# start of Data entries

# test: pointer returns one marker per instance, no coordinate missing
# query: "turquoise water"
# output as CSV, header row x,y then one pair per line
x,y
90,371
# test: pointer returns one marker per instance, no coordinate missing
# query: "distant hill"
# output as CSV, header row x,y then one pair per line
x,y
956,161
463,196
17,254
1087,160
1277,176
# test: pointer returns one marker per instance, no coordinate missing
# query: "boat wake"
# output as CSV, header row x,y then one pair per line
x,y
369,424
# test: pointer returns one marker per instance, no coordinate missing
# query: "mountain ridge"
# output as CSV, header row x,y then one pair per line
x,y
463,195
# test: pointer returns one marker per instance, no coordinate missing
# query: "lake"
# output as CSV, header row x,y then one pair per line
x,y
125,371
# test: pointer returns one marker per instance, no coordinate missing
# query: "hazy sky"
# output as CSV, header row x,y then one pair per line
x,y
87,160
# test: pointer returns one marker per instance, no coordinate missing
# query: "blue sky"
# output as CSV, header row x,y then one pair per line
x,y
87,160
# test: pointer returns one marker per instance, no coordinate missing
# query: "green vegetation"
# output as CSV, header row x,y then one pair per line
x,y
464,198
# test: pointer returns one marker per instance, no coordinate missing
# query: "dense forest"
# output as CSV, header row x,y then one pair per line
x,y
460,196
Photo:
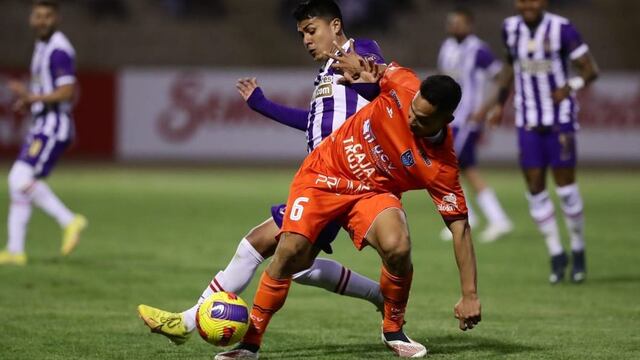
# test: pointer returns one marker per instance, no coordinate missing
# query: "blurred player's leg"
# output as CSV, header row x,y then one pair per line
x,y
332,276
294,252
72,224
543,213
257,245
572,207
20,179
498,223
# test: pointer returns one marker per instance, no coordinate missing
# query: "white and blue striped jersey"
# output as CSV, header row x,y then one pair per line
x,y
52,66
333,103
541,60
471,63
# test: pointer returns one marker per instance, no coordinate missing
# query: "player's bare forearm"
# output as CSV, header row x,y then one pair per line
x,y
465,257
61,94
587,68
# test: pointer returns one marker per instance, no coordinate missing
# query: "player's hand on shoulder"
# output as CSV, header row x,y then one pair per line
x,y
18,88
246,86
467,311
561,93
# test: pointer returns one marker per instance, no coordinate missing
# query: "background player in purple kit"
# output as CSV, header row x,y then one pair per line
x,y
471,63
321,28
540,47
49,99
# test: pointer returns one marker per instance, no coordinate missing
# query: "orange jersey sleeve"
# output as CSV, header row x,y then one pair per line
x,y
446,192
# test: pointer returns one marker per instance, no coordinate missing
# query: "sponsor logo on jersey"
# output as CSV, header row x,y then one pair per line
x,y
449,203
395,97
407,158
367,132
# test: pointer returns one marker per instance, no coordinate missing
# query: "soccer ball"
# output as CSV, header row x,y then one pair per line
x,y
222,319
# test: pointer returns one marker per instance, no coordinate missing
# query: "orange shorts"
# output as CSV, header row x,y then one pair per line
x,y
312,204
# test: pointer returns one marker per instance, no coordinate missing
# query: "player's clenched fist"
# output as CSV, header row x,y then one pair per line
x,y
246,86
467,311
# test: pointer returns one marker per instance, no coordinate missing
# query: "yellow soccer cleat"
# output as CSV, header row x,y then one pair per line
x,y
7,258
165,323
71,235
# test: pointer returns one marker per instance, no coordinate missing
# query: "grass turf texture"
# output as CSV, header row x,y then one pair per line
x,y
157,236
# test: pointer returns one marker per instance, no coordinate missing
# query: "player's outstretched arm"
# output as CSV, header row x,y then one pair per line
x,y
250,91
25,99
467,310
505,83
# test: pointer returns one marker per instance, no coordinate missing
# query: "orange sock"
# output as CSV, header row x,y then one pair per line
x,y
269,298
395,290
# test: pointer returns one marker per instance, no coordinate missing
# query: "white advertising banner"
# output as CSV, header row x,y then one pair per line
x,y
197,114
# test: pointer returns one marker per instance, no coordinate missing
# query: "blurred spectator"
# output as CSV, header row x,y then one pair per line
x,y
108,9
192,8
358,15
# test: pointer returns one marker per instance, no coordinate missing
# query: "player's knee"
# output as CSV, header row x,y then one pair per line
x,y
263,239
397,249
20,177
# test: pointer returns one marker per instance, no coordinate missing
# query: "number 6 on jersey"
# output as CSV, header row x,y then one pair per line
x,y
298,208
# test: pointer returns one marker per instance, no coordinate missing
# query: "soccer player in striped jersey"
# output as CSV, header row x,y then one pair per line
x,y
320,25
540,48
50,100
471,63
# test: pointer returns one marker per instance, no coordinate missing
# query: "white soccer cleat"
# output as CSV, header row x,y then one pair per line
x,y
411,349
445,234
236,354
494,231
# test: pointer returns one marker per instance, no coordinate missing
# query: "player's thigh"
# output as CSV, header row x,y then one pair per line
x,y
294,253
369,214
535,179
263,237
564,176
309,210
564,157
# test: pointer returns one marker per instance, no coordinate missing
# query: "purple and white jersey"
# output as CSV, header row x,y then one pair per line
x,y
52,66
471,63
541,65
333,103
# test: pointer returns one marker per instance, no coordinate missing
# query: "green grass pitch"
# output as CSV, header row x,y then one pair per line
x,y
158,235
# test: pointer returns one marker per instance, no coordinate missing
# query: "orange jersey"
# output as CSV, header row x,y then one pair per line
x,y
374,151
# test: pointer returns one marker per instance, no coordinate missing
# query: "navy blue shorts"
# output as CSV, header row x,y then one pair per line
x,y
541,148
465,142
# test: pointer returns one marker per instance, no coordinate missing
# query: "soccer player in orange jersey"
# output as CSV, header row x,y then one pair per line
x,y
399,142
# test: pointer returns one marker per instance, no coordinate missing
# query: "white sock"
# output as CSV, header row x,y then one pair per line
x,y
332,276
571,204
471,215
19,215
45,199
490,207
234,278
542,211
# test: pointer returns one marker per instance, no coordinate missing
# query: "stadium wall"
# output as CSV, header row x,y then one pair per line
x,y
196,115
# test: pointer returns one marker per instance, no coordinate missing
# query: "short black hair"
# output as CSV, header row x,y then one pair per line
x,y
466,12
326,9
442,92
48,3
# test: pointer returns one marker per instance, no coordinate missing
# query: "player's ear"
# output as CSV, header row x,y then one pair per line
x,y
336,26
450,118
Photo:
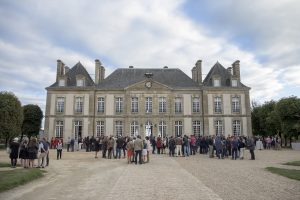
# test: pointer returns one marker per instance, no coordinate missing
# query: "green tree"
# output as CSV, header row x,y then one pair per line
x,y
33,116
288,110
11,116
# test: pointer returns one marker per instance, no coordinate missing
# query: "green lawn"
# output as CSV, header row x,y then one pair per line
x,y
289,173
294,163
13,178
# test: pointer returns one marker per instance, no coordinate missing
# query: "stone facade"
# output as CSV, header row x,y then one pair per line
x,y
151,101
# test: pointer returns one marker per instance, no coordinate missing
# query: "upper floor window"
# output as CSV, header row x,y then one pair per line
x,y
80,82
218,105
134,105
60,104
178,105
61,82
100,105
119,128
217,82
236,127
196,105
79,104
59,129
219,127
196,127
162,129
148,105
162,104
100,128
234,83
235,104
119,104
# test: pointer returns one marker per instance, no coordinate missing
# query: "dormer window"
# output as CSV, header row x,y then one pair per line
x,y
217,83
234,83
61,83
80,82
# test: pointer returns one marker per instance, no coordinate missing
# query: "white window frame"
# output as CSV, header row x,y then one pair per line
x,y
235,104
79,104
196,104
219,128
196,127
119,127
60,104
59,129
134,129
162,128
134,104
162,104
100,104
119,104
148,105
100,128
178,128
217,104
178,105
236,127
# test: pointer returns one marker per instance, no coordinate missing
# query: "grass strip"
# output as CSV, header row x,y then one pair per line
x,y
293,163
14,178
289,173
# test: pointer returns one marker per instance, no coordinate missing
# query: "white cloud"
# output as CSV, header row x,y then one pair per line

# end of Data entries

**Goal of the exercise:** Pictures in the records above are not copied; print everything else exactly.

**The result:**
# test: pointer returns one marker per instance, no coordinate missing
# query: "turquoise water"
# output as CSV, header row x,y then one pair per line
x,y
90,371
# test: pointer returns one marker per instance, no coordinate missing
# query: "distant hill"
# output as CSV, header row x,y then one pair per line
x,y
956,161
463,196
17,254
1087,160
1277,176
# test: pointer returns one marker per instance, no coordinate missing
# query: "boat wake"
# output as CSV, header row x,y then one pair per line
x,y
369,424
# test: pointer returns one marker per instance, no coordinate missing
# query: "mountain ridge"
# output as CSV, header row x,y then one pair per line
x,y
463,195
# test: pointer returns one marker per instance, no coordinate missing
# query: "lake"
# output as CSV, header row x,y then one pair per line
x,y
125,371
# test: pointer returns one marker per instance, no coordinate missing
# query: "hazy sky"
# output as CSV, header row x,y then one pair per line
x,y
87,160
# test: pointer returns one marker per instance, no coordinate missing
# query: "blue sky"
# output as CSV, header row x,y then one pair per line
x,y
87,160
# test: pointer returns one marker per instance, no coordinate missing
# query: "green vegetation"
# output as CSV, header row x,y then one pair per line
x,y
464,198
# test: pointer returns one marker per instance, no coordinate missing
# query: "dense forest"
# output as CSV, header row x,y then one pair per line
x,y
460,196
Photo:
# test: pointer returns one marker per instance, no coordinate missing
# query: "blurred player's leg"
# output as CSV, header row x,y then one pair per line
x,y
332,276
294,252
72,224
543,213
257,245
572,207
20,179
498,223
# test: pointer returns one marker per instance, no coordinate missing
# query: "white and blue striped jersey"
# output as CSV, header row x,y then one pair per line
x,y
52,66
333,103
541,60
471,63
# test: pointer returns one marker per instance, no coordinate missing
# query: "player's bare forearm"
# output as CSV, header row x,y then one pair per line
x,y
465,257
61,94
587,68
# test: pointer returns one marker per instance, no coordinate missing
# query: "player's hand on shoulder"
# output as CSV, header row x,y then one pair per line
x,y
18,88
246,86
467,311
561,93
# test: pointer returns one marker per instance, no coordinate missing
# query: "background player in purple kit"
# output as CSV, header row x,y then one pair per line
x,y
471,63
321,28
540,47
49,99
# test: pointer returns one marker per instance, no coordinate missing
# query: "orange jersey sleeve"
# output as CSV, header row x,y then one pair per line
x,y
446,192
# test: pointer returns one marker per instance, no coordinate missing
# query: "sponsor logo on jersey"
# output as CSV, header row x,y then one pair per line
x,y
449,203
395,97
407,158
367,132
# test: pointer returns one marker per instance, no coordinate missing
# query: "soccer ball"
# output as CSV, header row x,y then one pair per line
x,y
222,319
# test: pointer returns one marker per instance, no coordinate missing
# query: "orange shorts"
# output as CSV, header row x,y then one pair per line
x,y
312,204
# test: pointer returns one marker per instance, no coordinate missing
# query: "player's clenched fist"
# output as CSV, header row x,y then one pair per line
x,y
246,86
467,311
# test: pointer returns one marker per instance, no coordinate missing
# query: "yellow soccer cleat"
# output as CSV, header row x,y then one pair per line
x,y
7,258
165,323
71,235
# test: pointer returns one marker per instance, no coordinate missing
# query: "grass turf texture"
# output as CSV, header row x,y then one pair per line
x,y
157,236
# test: pointer returns one marker per instance, no coordinate missing
# query: "player's outstretched arm"
# output as CSV, header row x,y then one pair per line
x,y
250,91
25,99
467,310
505,83
# test: pointer returns one marker per instance, no coordinate missing
# query: "orange sock"
# output as CSV, header row x,y then one pair per line
x,y
269,298
395,290
# test: pointer returns one marker per instance, no coordinate missing
# query: "white advertising banner"
# output as CSV, header row x,y then one pair per line
x,y
197,114
# test: pointer returns one marker per instance, no coordinate missing
# query: "blurred spectator"
# output as CSV, header row x,y then one pair per line
x,y
108,9
192,8
358,15
# test: pointer returns one marker per instance, no coordinate missing
# query: "player's knee"
# output as CSV, header row x,y then one pair per line
x,y
263,239
397,249
20,177
# test: pointer returns one marker per instance, no coordinate missing
# query: "number 6 on jersey"
# output as CSV, header row x,y then one pair per line
x,y
298,208
# test: pointer returns one marker per instance, no coordinate missing
# query: "soccer player in striped jersey"
# output as CSV, header row x,y then one pair per line
x,y
320,25
540,48
50,100
471,63
# test: pointer returns one marker per instance, no coordinate missing
# query: "white soccer cleat"
# output as CSV, header row x,y then one pair per line
x,y
411,349
445,234
236,354
494,231
# test: pointer returns one marker per instance, no coordinate missing
# query: "player's thigh"
# output as CSV, header row x,y then one pair per line
x,y
294,253
369,214
535,179
263,237
564,176
309,210
564,157
# test: pointer returns one marker per instance, no coordinate missing
# query: "purple and white jersey"
# output as CSV, header row x,y then one pair per line
x,y
52,66
471,63
541,65
333,103
# test: pointer returns one marker per instance, no coordinate missing
# query: "green grass pitch"
# output as CSV, header row x,y then one pair per line
x,y
158,235
# test: pointer returns one marker per instance, no coordinate missing
# query: "orange jersey"
# output as CSV, header row x,y then one pair per line
x,y
374,151
# test: pointer returns one marker per instance, no coordinate missing
# query: "navy blue shorts"
# output as CSV, header row x,y then one pair per line
x,y
541,148
465,142
# test: pointer returns one marker per instance, no coordinate missing
# query: "soccer player in orange jersey"
# output as CSV, header row x,y then one pair per line
x,y
399,142
# test: pointer returns one marker per instance, no coordinate missing
# query: "white sock"
# output as CSV, header row x,y then one pair per line
x,y
332,276
571,204
471,215
19,215
45,199
490,207
234,278
542,211
# test: pointer returns one marker per instance, no coordinate missing
# query: "stadium wall"
# output as CSV, header row x,y then one pair per line
x,y
196,115
# test: pointer returns one marker per instance, no coordinate missing
# query: "short black hair"
# output as CSV, header row x,y then one pair per line
x,y
466,12
326,9
442,92
48,3
# test: pointer returns one marker per instance, no coordinate missing
# query: "player's ear"
# output as CSV, header row x,y then one pair per line
x,y
336,26
450,118
Photo:
# test: pointer returns one marker per instance, no coordinate missing
# query: "green tree"
# output as CSV, header row x,y then one pair per line
x,y
33,116
288,110
11,116
# test: pointer returns one marker per instance, no coordinate missing
# query: "green lawn"
# output as CSV, header row x,y then one pair per line
x,y
289,173
294,163
13,178
# test: pointer returns one marker per instance, no coordinate missing
# query: "stone facade"
# output as CSV, header row x,y then one pair per line
x,y
151,101
# test: pointer returns one marker per instance, no coordinate missing
# query: "upper floor window"
# output as CSV, header row x,y then one pair per line
x,y
80,82
218,105
134,105
60,104
178,105
61,82
100,105
119,128
217,82
236,127
196,105
79,104
59,129
219,127
196,127
162,129
148,105
162,104
100,128
234,83
235,104
119,104
# test: pointer returns one marker per instance, no coordinate missing
# query: "dormer window"
# output as CSV, header row x,y then one pair per line
x,y
217,83
234,83
61,83
80,82
# test: pointer returns one marker per instance, no coordinate missing
# query: "white window frame"
# output as CSV, header row x,y then one pair per line
x,y
235,104
79,104
196,104
219,128
196,127
119,127
60,104
59,129
134,129
162,128
134,104
162,104
100,104
119,104
148,105
100,128
178,128
217,104
178,105
236,127
# test: pointer returns one marker per instance, no coordinate missing
# query: "grass strip"
# output as CSV, header row x,y then one pair per line
x,y
293,163
14,178
289,173
# test: pointer returns one marker per instance, no coordinate missing
# query: "white cloud"
# output as CSV, header row x,y then one pair per line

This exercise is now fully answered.